Study questions -
1. Judge whether each statement below agrees with the passage on herbs, answering yes or no and quoting the words of the passage that decide it: (a) Plant-based traditional medicines keep 75 percent of the world alive. (b) Charlemagne sowed borage on Isabella Island. (c) Travel kits packed with herbal remedies can treat motion sickness.
2. Carry on the passage on herbs, starting after its last sentence.

Written record of history bear testimony to their use in the earliest known times.
One of the longest medical paypri - Papyrus Ebers, dating back to the second century B.C. describes various ailments and their herbal remedies like myrrh, cumin, peppermint, caraway, fennel, olive oil, etc. Licorce was possibly a prized herb as it was discovered in abundance from the tomb of king Tut that dates to 3000 B.C. The earliest Chinese book on medical herbs, written around the same time epitomises ginseng, besides listing numerous other herbs. The Arabs, Greeks, Persians, Babylonians and Romans were adept in herbal healing.
Pliny, Horace, Theophrastus, Aristophon, Virgil, among others were the ancient writers who recorded herbs and their place in the life of their times. Where ever man went, herbs were there for him, marking their intimate tracery through his history. Mithridates eating each morning his cakes of rue, to counter poison which might have been in his food; Casanova chewing sweet herbs to perfume his breath; Charlemagne choosing the herbs for his royal gardens; the companions of Columbus sowing borage on Isabella Island.
¤ Traditional Use of Herbs
Traditionally, herbs have come to be understood as those plants whose leaves, stems, or seeds have aromatic or medicinal qualities, so that they may be used as perfume, food seasoning, medicine or were used as dyes and cosmetics.
There is quiet a pleasure in herbal aromas that is difficult to describe. They are strangely ethereal, yet robust and earthly, and that is reward enough for growing them. Today, herbs and the shops that sell them are a common sight.
Believe it or not, traditional medicines coming from plants keep 75 percent of the world alive. We also have hundreds of books on herbs and how to grow them. Large scale nurseries have mushroomed everywhere that take care of local needs and exports. Herbs have replaced salt, sugar, sweeteners and caffeine loaded beverages. Adverse medical reports form the world of medicine has given rise to a whole new industry- herbal teas, herbal honey, herbal soap, herbal toothpaste, etc.
¤ Travel Kits With Herbal Remedies
Today we have travel kits packed with herbal remedies which can put you back in good health much more gently than drugs can. These kits can treat a range of minor ailments - from cuts and scrapes to motion sickness.

Material provided -

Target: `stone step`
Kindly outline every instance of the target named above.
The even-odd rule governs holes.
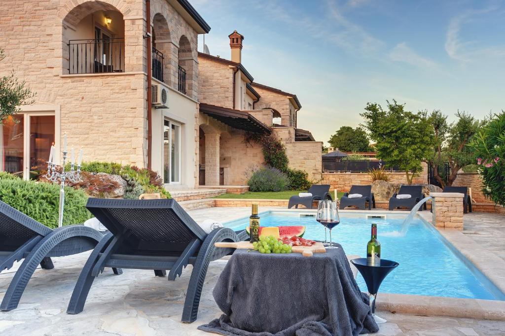
[[[181,201],[179,202],[179,204],[184,210],[188,211],[195,209],[212,208],[214,206],[214,200],[212,198],[193,199],[188,201]]]
[[[170,190],[172,198],[177,202],[212,198],[226,192],[225,189],[182,189]]]

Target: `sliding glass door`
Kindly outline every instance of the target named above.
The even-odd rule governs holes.
[[[165,120],[163,178],[166,184],[181,183],[181,125]]]

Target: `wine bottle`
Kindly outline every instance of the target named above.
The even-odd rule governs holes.
[[[380,243],[377,240],[377,225],[372,225],[372,238],[367,244],[367,265],[380,266]]]
[[[249,232],[251,243],[260,241],[260,216],[258,215],[258,204],[252,204],[252,211],[249,217]]]

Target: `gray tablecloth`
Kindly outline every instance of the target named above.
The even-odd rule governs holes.
[[[358,335],[379,330],[341,246],[326,253],[237,250],[213,292],[224,313],[200,325],[223,335]]]

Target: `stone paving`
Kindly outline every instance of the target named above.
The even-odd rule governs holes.
[[[193,210],[190,213],[200,221],[209,217],[218,219],[243,217],[248,210],[214,208]],[[475,213],[466,215],[465,219],[468,236],[477,237],[483,249],[500,251],[505,233],[505,216]],[[484,225],[481,226],[480,223]],[[480,233],[471,233],[473,231]],[[18,308],[0,313],[0,334],[211,334],[196,327],[220,314],[212,291],[225,260],[211,263],[198,319],[188,324],[180,320],[191,266],[175,282],[155,277],[152,271],[125,269],[122,275],[114,275],[110,269],[106,269],[92,287],[84,311],[67,314],[67,305],[88,254],[55,258],[54,269],[37,269]],[[0,274],[0,299],[13,275],[12,272]],[[379,332],[374,334],[376,335],[505,335],[505,321],[502,321],[378,313],[388,321],[380,326]]]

Exercise results -
1.
(a) Yes: "traditional medicines coming from plants keep 75 percent of the world alive."
(b) No: "the companions of Columbus sowing borage on Isabella Island."
(c) Yes: "These kits can treat a range of minor ailments - from cuts and scrapes to motion sickness."

2.
Today’s medicine chest goes beyond the dettol, vicks and asprin. Aloevera, ginger, garlic peppermint, echinacea, etc are given special place of honour. Several such herbs have gained their reputation by proving themselves to human beings repeatedly over the course of centuries.
As with good friends, their reputation is the result of the constant caring effort they show us, and the human level delights they shower upon us in quiet ways that delight the heart. The connection we’ve formed with herbs may seem indefinably magical, yet it is undeniably real.
¤ Drugs In Their Pure State
Upto the 19th century, the only ‘drugs’ available as cures were in the pure state as nature’s bounty. In reality, the boundary between natural and synthetic is, at best, a little fuzzy. Did you know for example, that the ubiquitous asprin was synthesized from the weeping willow tree? and its pain easing properties have been known since the first century ? Morphine, as you known, is extracted from the poppy and, try as they might, scientists have found it impossible to duplicate or better its marvellous, life saving, pain suppressant qualities in the laboratory.
Four out of five children with leukaemia survive, thanks to the chemicals - vincristine and vinblasstine which contain extracts from the rosy periwinkle from the Madagascan rainforest which tribal healers have been using for hundreds of years as a medicine. Cancer of the lung, kidney and testes responds to etoposide, a drug synthesized from mayapples. Mandrake, mentioned in the Bible and by Pluto, who wrote of it ‘chaining up the noble captain’s senses’, yields an important sedative, hyoscine. Now called scopolamine, it remains the standard preoperative medication. Watercress leaves applied to the temples are reputed to ease headaches. Spirit of rosemary massaged into joints is said to relieve aches. Inhaled basil oil can help clear sinuses and an infusion of sorrel cleanses kidney and blood.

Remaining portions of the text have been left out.